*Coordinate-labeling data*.
+-------+

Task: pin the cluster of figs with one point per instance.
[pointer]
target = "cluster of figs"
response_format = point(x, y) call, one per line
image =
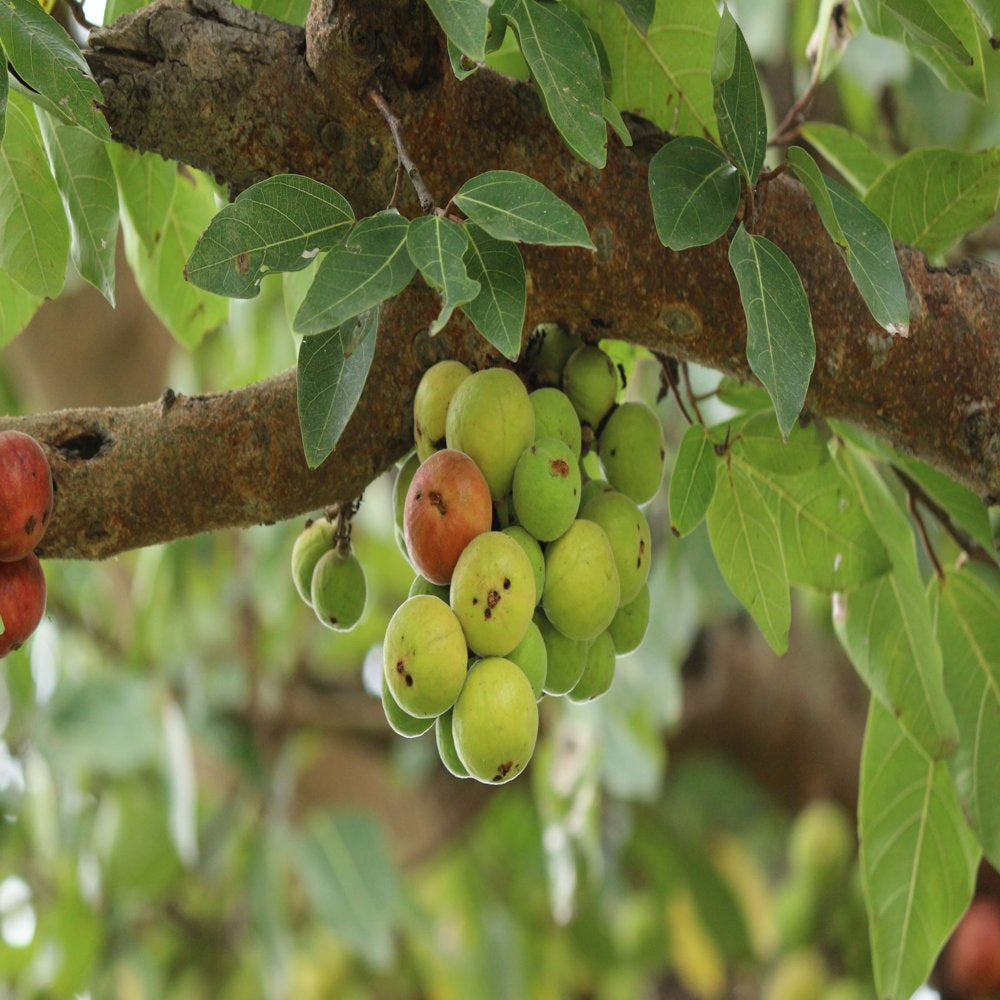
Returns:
point(25, 507)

+-------+

*Set task*.
Copy every line of the data above word for word, leaving out the pictures.

*Response to this task*.
Task: pin the cluster of figs with one point per instance.
[pointer]
target = "cluster of figs"
response_format = point(x, y) call, one per line
image =
Returns:
point(25, 507)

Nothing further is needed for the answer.